TASK:
Answer these from the church-planting passage below:
1. At what age does the writer say he would be launching a church?
2. Until what month will the worship gatherings happen monthly instead of weekly?
3. Where does the drummer work?

PASSAGE:
********************

So all in all our very first worship in Northampton was good, all things considered. Again, nothing I said can overshadow the fact we got to do it at all, and that God did show up as only he can.

It is a wondrous thing to start a church at my age - at any age, I suspect - and a sobering privilege that God uses old guys like me to create and deepen the Kingdom in the lives of people.

I never realized one sunny New Mexico mid-morning when Jesus engulfed a then, 9-10 year old boy in light, overtook me in a flash with astounding joy I had no name for, and let me know that someday I would truly know him, that at 60, I would be launching a church in his Name and for his glory.

Life is a grand and fitting mystery, indeed.

I hope I miss none of it apportioned to me while I'm here.

Sunday, September 20, 2009

Just Rehearsing . . . Relax.

As I stand on the cusp of crunch week crammed with all manner of logistical details we need to address in order to get ready for imagine/northampton's "very first-ever worship," I am reminded what a pastor-friend said to me recently. He offered wise counsel recognizing we would be caught up with the pressure of getting everything done and having a spectacular "very first-ever" corporate worship next Sunday.

He said it would be helpful to think of our "very-first ever worship," as a rehearsal. "There is always next week," he said, or in our case, next month (until January when we go weekly). Some things will go well and some things will not. We are just taking our first steps, after all. There will be kinks to work out, but it will not be the end of the world - or the end of imagine/northampton - if everything doesn't go according to Hoyle. He also referred to Rick Warren's statement that all our worship is just a rehearsal for the true worship we will be caught up with in heaven.

In other words, it was one big "I know how you feel because I've been there, but really, take it easy." I think he also meant I should enjoy the ride. God is at the helm. God called imagine into being and God will be there this week and next Sunday where the focus is really Him and not us. I know all that, but for some reason this imagine/northampton mission feels there is so much riding on it and I don't want to screw up anything, especially worship.

So I will try to hold crunch week loosely, and I will try to center into Christ each day. And I know there will be all sorts of jangling voices yelling at us to take care of this or that "must get done." Nevertheless, the true life in the week will be him, and oh yeah, he knows the way forward.

If you think of it, pray that all of us on the team will not be overwhelmed, but rather staid on him.


Tuesday, September 15, 2009

Back to the Drummer in the Tollbooth

Since I last saw my comrade in sticks manning a tollbooth on the Mass Pike a few weeks ago I have not been able to forget him. I keep thinking about his tenacity. He sits for a number of hours handing out tickets which means that during certain periods of his shift he is interrupted constantly by people needing one, and yet, he keeps practicing in the lulls. Drumming is his larger purpose. Staying fit for the art, no matter. Hmmm.

So I have also been thinking about this old man planting a church. How does he (I) stay fit so as to be tenacious in a difficult mission? My interruptions, obstacles and flitterings are many. What does this drummer have to teach me?

First, I think it means never taking my eye off the goal to which I have dedicated myself. "Dedicated" is an important word here. I have decided to give my best to this Kingdom mission, whatever it takes. The goal of planting imagine/northampton is one to which I am dedicating precious years and resources. I must not lose sight of it when the going gets tough, the fear is substantial and discouragement comes for an unwelcome visit. No room for faltering if I am dedicated. My eye must stay fixed on where God is bidding me.

********************

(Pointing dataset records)
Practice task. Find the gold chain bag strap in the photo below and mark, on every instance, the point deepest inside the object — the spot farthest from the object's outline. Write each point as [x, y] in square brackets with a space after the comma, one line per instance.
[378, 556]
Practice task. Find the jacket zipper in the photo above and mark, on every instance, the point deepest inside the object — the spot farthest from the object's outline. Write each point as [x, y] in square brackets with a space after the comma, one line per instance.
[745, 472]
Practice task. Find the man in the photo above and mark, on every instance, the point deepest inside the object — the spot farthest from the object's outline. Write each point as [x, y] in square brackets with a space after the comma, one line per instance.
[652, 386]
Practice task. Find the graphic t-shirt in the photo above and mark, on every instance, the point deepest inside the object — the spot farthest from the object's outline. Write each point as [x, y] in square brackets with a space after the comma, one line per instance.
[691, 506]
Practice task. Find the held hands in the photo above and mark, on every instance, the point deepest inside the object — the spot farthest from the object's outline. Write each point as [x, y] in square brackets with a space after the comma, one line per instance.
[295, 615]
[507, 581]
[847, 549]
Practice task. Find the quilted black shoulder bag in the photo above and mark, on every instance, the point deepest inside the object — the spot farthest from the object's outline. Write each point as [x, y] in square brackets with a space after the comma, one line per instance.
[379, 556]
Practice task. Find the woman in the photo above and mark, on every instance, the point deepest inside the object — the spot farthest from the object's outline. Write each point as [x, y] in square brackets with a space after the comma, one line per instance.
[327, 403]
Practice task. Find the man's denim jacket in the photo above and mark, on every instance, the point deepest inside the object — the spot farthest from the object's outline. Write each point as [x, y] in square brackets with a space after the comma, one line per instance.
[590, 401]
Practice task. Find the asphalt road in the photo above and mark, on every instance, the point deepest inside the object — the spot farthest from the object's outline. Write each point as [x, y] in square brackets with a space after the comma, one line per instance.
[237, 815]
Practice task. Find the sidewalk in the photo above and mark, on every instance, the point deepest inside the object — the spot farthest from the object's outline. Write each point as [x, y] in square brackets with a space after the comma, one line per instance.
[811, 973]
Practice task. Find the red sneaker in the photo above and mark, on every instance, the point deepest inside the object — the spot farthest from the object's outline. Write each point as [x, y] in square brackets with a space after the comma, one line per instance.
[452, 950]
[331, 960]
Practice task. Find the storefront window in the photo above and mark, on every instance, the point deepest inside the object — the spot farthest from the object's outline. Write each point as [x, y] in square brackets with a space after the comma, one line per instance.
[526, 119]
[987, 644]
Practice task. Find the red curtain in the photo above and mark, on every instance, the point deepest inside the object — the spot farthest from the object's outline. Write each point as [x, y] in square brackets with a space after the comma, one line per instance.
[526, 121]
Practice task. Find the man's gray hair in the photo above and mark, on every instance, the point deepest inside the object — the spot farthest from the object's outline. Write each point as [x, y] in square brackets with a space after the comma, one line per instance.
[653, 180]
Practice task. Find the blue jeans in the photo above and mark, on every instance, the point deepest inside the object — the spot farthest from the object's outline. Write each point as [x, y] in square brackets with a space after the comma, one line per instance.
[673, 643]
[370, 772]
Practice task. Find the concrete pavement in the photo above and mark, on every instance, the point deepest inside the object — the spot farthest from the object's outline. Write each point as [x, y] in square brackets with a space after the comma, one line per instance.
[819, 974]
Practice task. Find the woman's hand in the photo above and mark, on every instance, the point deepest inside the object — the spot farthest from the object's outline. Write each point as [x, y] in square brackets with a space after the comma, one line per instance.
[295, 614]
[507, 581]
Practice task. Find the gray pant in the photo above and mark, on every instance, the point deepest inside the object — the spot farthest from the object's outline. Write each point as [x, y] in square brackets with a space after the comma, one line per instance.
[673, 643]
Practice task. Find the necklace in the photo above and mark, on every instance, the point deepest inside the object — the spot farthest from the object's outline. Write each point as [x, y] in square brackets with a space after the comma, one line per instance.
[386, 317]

********************

RESPONSE TO THE EXERCISE:
1. At 60.
2. January.
3. In a tollbooth on the Mass Pike.